Paper long abstract:
The early Meiji period is often characterized by the government slogan of bunmei kaika. The bunmei in this slogan is intended as singular and universal, although everyone agreed that the content was overly West European. However, at the end of the 19th century a slightly more diverse way of thinking arose in the West. Partly riding on the wave of Orientalism and its final stage of Japonisme, new interest in ‘the East/the Orient’ accumulated, as a heterogeneous entity that was not mainly backward but rather mysterious, profound and spiritual. This new Western current was immediately introduced to Japan, and made for the first usages of Tōzai Bunmei (ron). At first the dichotomy came down to a very rough generalization of the West as materialist and individualist, and the East as spiritualist and statist/collectivist.
After the Russo-Japanese War of 1904-05 this discourse developed exponentially. Increased self-confidence, pride, ambitions and dreams resulted into an indigenous Japan-centered elaboration of the imported discourse on Eastern and Western civilization, with a more detailed content that catered to specific Japanese problems and ambitions, and provided Japan with a related role and national mission. The two most well-known exponents of this discourse are Ōkuma Shigenobu’s Tōzai Bunmei no Chōwa (1907) and Ukita Kazutami’s Tōzai Bunmei Yūgōron (1909).
In the power vacuum in East Asia during World War One this Japanese discourse experienced its zenith, to die out immediately after the war’s end. Nevertheless, it is not hard to find statements by wartime, postwar and present-day politicians or opinion leaders that are identical to the Tōzai Bunmeiron discourse. Accordingly, this paper positions this discourse within the more long-term intellectual framework of Japan’s Modern Mindset, in which similarly a distinction is made between an Eastern and Western civilization, and Japan is put in between, looking up to the ‘best of the West’ and looking down upon ‘the Asian rest’. On the basis of its supposedly unique position as ‘the most successful disciple of the West in the East’ Japan has continually bestowed upon itself a superior particularist mission, as the only country that can function as the bridge between East and West.
Paper short abstract:
This paper presents some of the lesser-known media published around the time prior and after the death Saigō Takamori (1828-1877), and looks at the mechanics of how he became remembered as an exalted heroic figure that represented the most laudable of ‘Japanese’ values.
Paper long abstract:
In the year 1877, Saigō Takamori (1828-1877) was, without doubt, one of the most prominent men in Japanese media. As the (nominal?) leader of the rebels who fought against the Meiji government in the Seinan War, his name was mentioned in newspapers and other print media with exceeding frequency. The Tōkyō nichi nichi shinbun and the Yūbin hōchi shinbun established special columns with news delivered by the first war correspondents, and other newspapers also reported daily on the latest developments of the war. The newspaper articles were followed by hundreds of different nishiki-e that illustrated the most dramatic – and therefore monetizable – reports. These nishiki-e would often illustrate Saigō and/or his generals engaged in heroic fights, while still referring to them as chōteki, “enemies of the court.”

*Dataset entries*
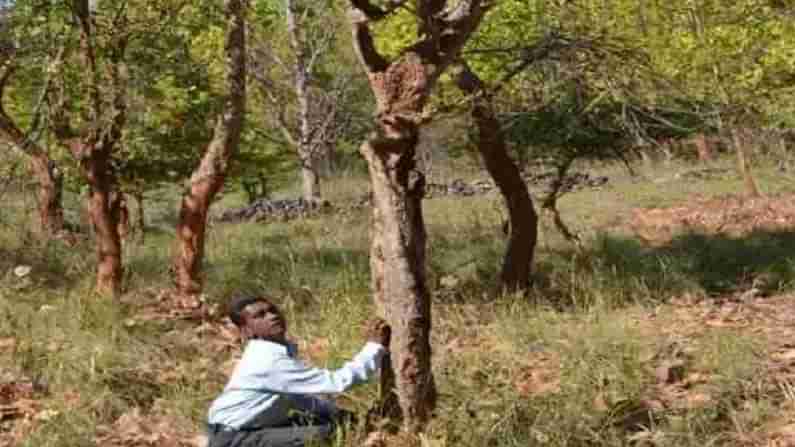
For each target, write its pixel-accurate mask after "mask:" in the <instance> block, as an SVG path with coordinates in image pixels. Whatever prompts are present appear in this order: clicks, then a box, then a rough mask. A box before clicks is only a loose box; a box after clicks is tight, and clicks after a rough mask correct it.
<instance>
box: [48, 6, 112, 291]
mask: <svg viewBox="0 0 795 447" xmlns="http://www.w3.org/2000/svg"><path fill="white" fill-rule="evenodd" d="M73 6H74V8H73V12H74V14H75V19H76V22H75V23H76V26H78V27H79V28H80V33H81V35H80V51H79V55H80V58H81V62H82V63H84V64H85V67H86V70H87V72H86V78H85V80H86V83H85V89H86V90H85V93H86V103H87V105H88V107H87V109H86V111H85V114H84V116H83V117H82V119H81V121H84V122H86V125H85V127H84V128H83V129H81V130H75V129H73V128H72V126H71V125H72V123H73V122H75V121H76V120H74V119H70V118H69V117H68V116H67V115H66V114H67V107H65V103H66V99H65V94H64V89H63V86H62V85H61V89H60V91H59V92H52V93H51V95H52V98H51V99H52V100H53V102H52V104H53V105H54V107H55V111H54V113H53V117H52V118H53V124H54V126H53V131H54V133H55V135H56V137H57V138H58V140H59V142H60V143H61V144H62V145H64V146H66V147H67V148H68V149H69V151H70V152H71V153H72V156H73V157H74V158H75V160H76V161H77V162H78V164H79V166H80V170H81V172H82V174H83V176H84V177H85V179H86V181H87V183H88V185H89V187H90V190H89V198H88V208H89V216H90V220H91V224H92V227H93V229H94V239H95V247H96V253H97V278H96V285H95V289H96V291H97V292H98V293H100V294H103V295H111V296H114V297H115V296H118V295H119V294H120V293H121V287H122V277H123V269H122V250H121V238H120V237H119V228H118V223H119V216H120V205H121V203H120V201H119V200H118V197H117V195H116V194H117V193H118V191H117V184H116V179H115V173H114V171H113V165H112V163H111V160H112V158H113V154H114V153H115V151H116V149H117V148H118V143H119V141H120V140H121V138H122V129H123V128H124V125H125V123H126V119H127V102H126V99H127V98H126V85H125V79H124V78H125V76H124V72H125V71H126V70H125V68H124V54H125V51H126V48H127V35H126V34H125V31H126V28H125V25H124V24H123V23H124V21H123V20H120V21H119V22H118V24H117V25H116V26H115V27H114V28H112V32H113V33H114V35H113V36H112V37H113V38H112V39H110V42H111V43H109V44H108V45H107V46H105V47H103V48H102V49H101V51H100V50H99V48H98V47H97V42H98V41H97V39H96V34H97V32H96V29H95V28H96V23H97V22H96V19H95V17H94V16H93V14H94V10H93V8H91V7H90V6H91V4H90V3H89V2H88V1H87V0H75V2H74V4H73ZM98 57H99V58H103V59H104V62H105V63H104V64H100V63H99V62H98V60H97V58H98ZM61 62H62V60H60V58H58V59H57V60H56V63H57V64H60V63H61ZM54 69H56V70H57V66H56V67H55V68H54ZM61 81H63V80H62V79H61ZM103 90H105V91H104V92H103ZM56 93H60V94H56ZM105 95H107V96H108V97H110V98H111V99H112V104H107V103H106V101H105V98H104V96H105ZM108 117H111V119H110V122H109V123H108V124H107V125H106V124H105V120H107V119H108Z"/></svg>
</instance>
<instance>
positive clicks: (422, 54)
mask: <svg viewBox="0 0 795 447" xmlns="http://www.w3.org/2000/svg"><path fill="white" fill-rule="evenodd" d="M393 3H395V4H394V5H391V4H390V5H389V7H390V8H396V7H397V6H398V5H399V4H401V3H402V2H393ZM489 4H490V3H489ZM349 6H350V9H349V11H348V19H349V21H350V24H351V29H352V31H353V41H354V49H355V50H356V54H357V56H358V57H359V61H360V62H361V64H362V66H363V68H364V69H365V72H366V73H367V78H368V81H369V83H370V88H371V90H372V92H373V94H374V96H375V99H376V108H377V112H376V131H375V133H374V135H372V136H371V137H370V138H369V139H368V141H366V142H365V143H364V144H363V145H362V146H361V147H360V151H361V153H362V155H363V156H364V158H365V159H366V160H367V164H368V168H369V172H370V184H371V188H372V196H373V235H372V247H371V252H370V253H371V261H370V262H371V267H372V282H373V289H374V290H373V292H374V295H375V301H376V303H380V304H379V306H380V307H382V308H383V311H384V314H385V317H386V320H387V321H388V322H389V324H390V326H391V327H392V342H391V345H390V349H391V361H392V366H393V369H394V371H395V383H396V385H397V394H398V401H399V403H400V409H401V413H402V416H403V430H404V431H406V432H408V433H418V432H421V431H422V430H423V429H424V428H425V425H426V424H427V422H428V420H429V418H430V416H431V411H432V410H433V408H434V407H435V405H436V386H435V384H434V380H433V373H432V371H431V347H430V340H429V338H430V330H431V303H430V293H429V292H428V288H427V284H426V278H425V239H426V234H425V223H424V221H423V218H422V198H423V195H424V192H425V178H424V176H423V175H422V172H420V171H418V170H417V169H416V166H415V163H416V160H415V155H416V150H417V143H418V137H419V126H420V123H422V122H423V117H422V112H423V109H424V107H425V104H426V103H427V101H428V98H429V97H430V94H431V92H432V90H433V86H434V84H435V83H436V81H437V80H438V79H439V76H441V74H442V73H443V72H444V70H445V69H446V68H447V67H448V66H449V65H450V64H451V63H452V62H453V60H454V59H455V58H456V57H457V56H458V54H459V52H460V50H461V48H463V47H464V45H465V44H466V42H467V40H468V39H469V37H470V36H471V35H472V33H474V31H475V30H476V29H477V27H478V25H479V24H480V22H481V20H482V19H483V17H484V15H485V14H486V10H487V5H486V4H485V2H484V1H481V0H468V1H462V2H456V3H455V5H452V4H448V2H447V1H436V0H433V1H431V0H419V1H417V2H416V5H415V11H416V15H417V19H418V28H417V40H416V42H415V43H414V44H413V45H411V46H407V47H406V48H404V51H401V52H400V56H398V57H397V58H396V59H395V60H392V61H389V60H387V58H385V57H384V56H383V55H382V54H380V53H379V51H378V49H377V48H376V46H375V42H374V40H373V37H372V33H371V30H370V26H371V24H372V23H374V22H377V21H379V20H381V19H383V18H385V17H389V16H390V14H389V12H388V11H385V10H382V9H381V8H380V7H378V6H376V5H374V4H372V3H371V2H369V1H364V2H360V1H352V0H351V1H350V2H349Z"/></svg>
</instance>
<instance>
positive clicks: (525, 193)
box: [457, 66, 538, 293]
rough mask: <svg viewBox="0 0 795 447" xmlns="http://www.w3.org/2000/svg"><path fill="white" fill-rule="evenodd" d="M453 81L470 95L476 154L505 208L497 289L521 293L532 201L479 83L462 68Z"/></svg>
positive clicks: (522, 284)
mask: <svg viewBox="0 0 795 447" xmlns="http://www.w3.org/2000/svg"><path fill="white" fill-rule="evenodd" d="M457 82H458V87H459V88H460V89H461V90H462V91H464V92H465V93H467V94H469V95H473V101H474V104H473V109H472V118H473V120H474V121H475V124H476V126H477V129H478V141H477V147H478V151H479V152H480V155H481V157H482V158H483V162H484V164H485V165H486V170H487V171H488V172H489V174H490V175H491V177H492V178H493V179H494V182H495V183H496V184H497V187H498V188H499V190H500V193H501V194H502V196H503V199H505V204H506V205H507V207H508V215H509V219H510V238H509V240H508V248H507V250H506V253H505V258H504V260H503V264H502V273H501V274H500V287H501V289H502V290H503V291H504V292H508V293H513V292H518V291H525V290H527V288H528V287H529V285H530V271H531V268H532V263H533V254H534V253H535V247H536V242H537V241H538V215H537V214H536V211H535V207H534V206H533V199H532V198H531V197H530V193H529V192H528V190H527V185H526V184H525V182H524V180H522V175H521V172H520V171H519V168H518V167H517V166H516V163H514V162H513V160H511V157H509V156H508V150H507V148H506V145H505V136H504V134H503V132H502V129H501V127H500V122H499V120H498V119H497V117H496V115H495V113H494V109H493V106H492V103H491V99H490V97H489V96H488V93H487V92H486V91H485V88H484V85H483V82H482V81H481V80H480V79H479V78H478V77H477V75H475V73H473V72H472V71H470V70H469V69H468V68H466V67H464V66H462V67H461V70H460V71H459V73H458V77H457Z"/></svg>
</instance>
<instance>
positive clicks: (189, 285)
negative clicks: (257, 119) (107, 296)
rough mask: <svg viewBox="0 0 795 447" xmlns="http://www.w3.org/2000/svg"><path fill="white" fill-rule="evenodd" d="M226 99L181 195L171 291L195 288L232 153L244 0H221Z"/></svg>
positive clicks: (239, 100) (198, 283)
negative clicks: (219, 196)
mask: <svg viewBox="0 0 795 447" xmlns="http://www.w3.org/2000/svg"><path fill="white" fill-rule="evenodd" d="M224 3H225V8H226V16H227V31H226V47H225V49H226V55H227V63H228V67H227V71H228V72H227V89H228V92H227V100H226V103H225V105H224V110H223V112H222V114H221V116H220V117H219V118H218V120H217V122H216V125H215V129H214V131H213V139H212V141H211V142H210V144H209V145H208V146H207V150H206V151H205V153H204V157H202V160H201V162H200V164H199V167H198V168H197V169H196V170H195V171H194V172H193V175H192V176H191V179H190V182H189V185H188V187H187V191H186V192H185V194H184V195H183V197H182V203H181V206H180V212H179V221H178V223H177V248H176V256H175V258H174V267H175V271H176V288H177V292H178V293H180V294H182V295H195V294H198V293H201V290H202V279H201V265H202V260H203V258H204V240H205V232H206V226H207V214H208V211H209V209H210V204H211V203H212V200H213V198H214V197H215V195H216V194H217V193H218V192H219V191H220V189H221V187H222V186H223V184H224V179H225V178H226V173H227V170H228V165H229V163H230V162H231V160H232V158H233V155H234V153H235V152H237V147H238V145H239V143H240V133H241V130H242V126H243V116H244V113H245V99H246V48H245V47H246V44H245V0H226V1H225V2H224Z"/></svg>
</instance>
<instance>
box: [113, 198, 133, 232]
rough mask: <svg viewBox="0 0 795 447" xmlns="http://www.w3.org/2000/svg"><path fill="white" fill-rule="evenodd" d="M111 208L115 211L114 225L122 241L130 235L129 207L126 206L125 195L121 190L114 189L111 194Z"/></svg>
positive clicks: (129, 220) (129, 210)
mask: <svg viewBox="0 0 795 447" xmlns="http://www.w3.org/2000/svg"><path fill="white" fill-rule="evenodd" d="M112 200H113V202H112V205H111V207H112V209H114V210H117V211H116V225H117V231H118V233H119V238H120V239H121V240H122V241H124V240H125V239H127V237H128V236H129V235H130V209H129V207H128V206H127V197H126V196H125V194H124V193H123V192H121V191H116V192H115V194H113V196H112Z"/></svg>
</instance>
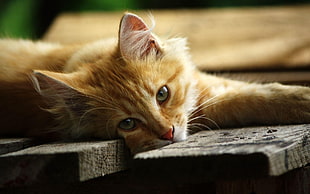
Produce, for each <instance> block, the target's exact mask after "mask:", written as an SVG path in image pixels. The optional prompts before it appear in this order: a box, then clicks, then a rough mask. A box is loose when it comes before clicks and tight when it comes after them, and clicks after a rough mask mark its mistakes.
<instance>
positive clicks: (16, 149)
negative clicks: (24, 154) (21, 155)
mask: <svg viewBox="0 0 310 194" xmlns="http://www.w3.org/2000/svg"><path fill="white" fill-rule="evenodd" d="M34 144H35V142H34V141H33V140H31V139H29V138H5V139H4V138H2V139H0V155H1V154H5V153H9V152H14V151H17V150H21V149H24V148H27V147H30V146H32V145H34Z"/></svg>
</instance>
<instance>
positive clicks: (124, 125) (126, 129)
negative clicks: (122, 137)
mask: <svg viewBox="0 0 310 194" xmlns="http://www.w3.org/2000/svg"><path fill="white" fill-rule="evenodd" d="M118 127H119V128H121V129H124V130H132V129H135V128H136V119H133V118H127V119H124V120H122V121H121V122H120V123H119V125H118Z"/></svg>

*ASSIGNED TASK 1*
Repeat the passage of the paper abstracts from "After the Russo-Japanese" to "Bunmei Yūgōron (1909).".
*ASSIGNED TASK 2*
According to the paper abstracts, which two newspapers established special columns carrying news from the first war correspondents?
*ASSIGNED TASK 3*
Take the paper abstracts further, starting right after their final sentence.
The items have no connection to the paper abstracts.

*TASK RESPONSE 1*
After the Russo-Japanese War of 1904-05 this discourse developed exponentially. Increased self-confidence, pride, ambitions and dreams resulted into an indigenous Japan-centered elaboration of the imported discourse on Eastern and Western civilization, with a more detailed content that catered to specific Japanese problems and ambitions, and provided Japan with a related role and national mission. The two most well-known exponents of this discourse are Ōkuma Shigenobu’s Tōzai Bunmei no Chōwa (1907) and Ukita Kazutami’s Tōzai Bunmei Yūgōron (1909).

*TASK RESPONSE 2*
The Tōkyō nichi nichi shinbun and the Yūbin hōchi shinbun.

*TASK RESPONSE 3*
Barely any image seems to exist of Saigō prior to the Seinan War, but his image after had become clearly defined: an imposing man with a large beard, generally dressed in full court uniform. Though he officially died a traitor to his country, he was received as a hero by most people. He was adopted as such by the Freedom and People’s Rights Movement in 1880 in an eleven-volume biography titled Tsūzoku Saigō Takamori den, which stated in its foreword that “Saigō Takamori was an insurgent, and [also] a hero.” In 1894, after his official pardon, the government also contributed to this image in a more government-friendly manner when they had his five-volume biography titled Saigō Takamori den published.
The newspaper reports on the Seinan War and these later biographies are only part of the larger Saigō narrative, however. Already before 1880, biographies of Saigō Takamori were being published, and stories circulated that he had not actually died in Kagoshima in 1877. This paper presents some of the lesser-known media published around the time prior and after Saigō’s death, and looks at the mechanics of how he became remembered as an exalted heroic figure that represented the most laudable of ‘Japanese’ values.
Paper short abstract:
The Meiji period saw Japan increasingly conflict with China over the Korean Peninsula leading to the Sino-Japanese War. Building on existing scholarship this paper traces the treatment of both Chinese and Korean themes in youth-oriented publications such as Shōnen Zasshi, and Shō Kokumin.
Paper long abstract:
Following the Meiji Restoration of 1868, relations with Japan’s most proximate neighbours, China and Korea, deteriorated increasingly over time. Initially Japan presented itself to the Qing and Korean courts as an Empire in its own right, which was rejected as it flew in the face of the orthodox view of the political hierarchy of East Asia. Relations with China became increasingly fractious as Japan engaged in military adventurism with the Taiwan Expedition of 1874, formalised annexation of the Ryukyu’s in 1879 and then conflicted with China over securing influence on the Korean Peninsula. Despite a relative calm that emerged in the wake of Japan’s involvement in the unsuccessful Kapsin coup d’état in 1884, when the Japanese became embroiled following the Donghak Rebellion in June of 1894 it led to full out conflict in the Sino-Japanese War.
As Donald Keene outlined in the preamble of his influential essay “The Sino-Japanese War of 1894–95 and its Cultural Effects in Japan”, the Japanese continued right up to the outbreak of the war to maintain profound respect for Chinese classical culture - what changed was the perception of the Chinese as custodians of that tradition. As he covers at considerable length, there was a stark transition in the manner that the Chinese were depicted, whether it be in jingoistic newspaper reports, popular dramatic performances or nishikie depictions during the course of the war.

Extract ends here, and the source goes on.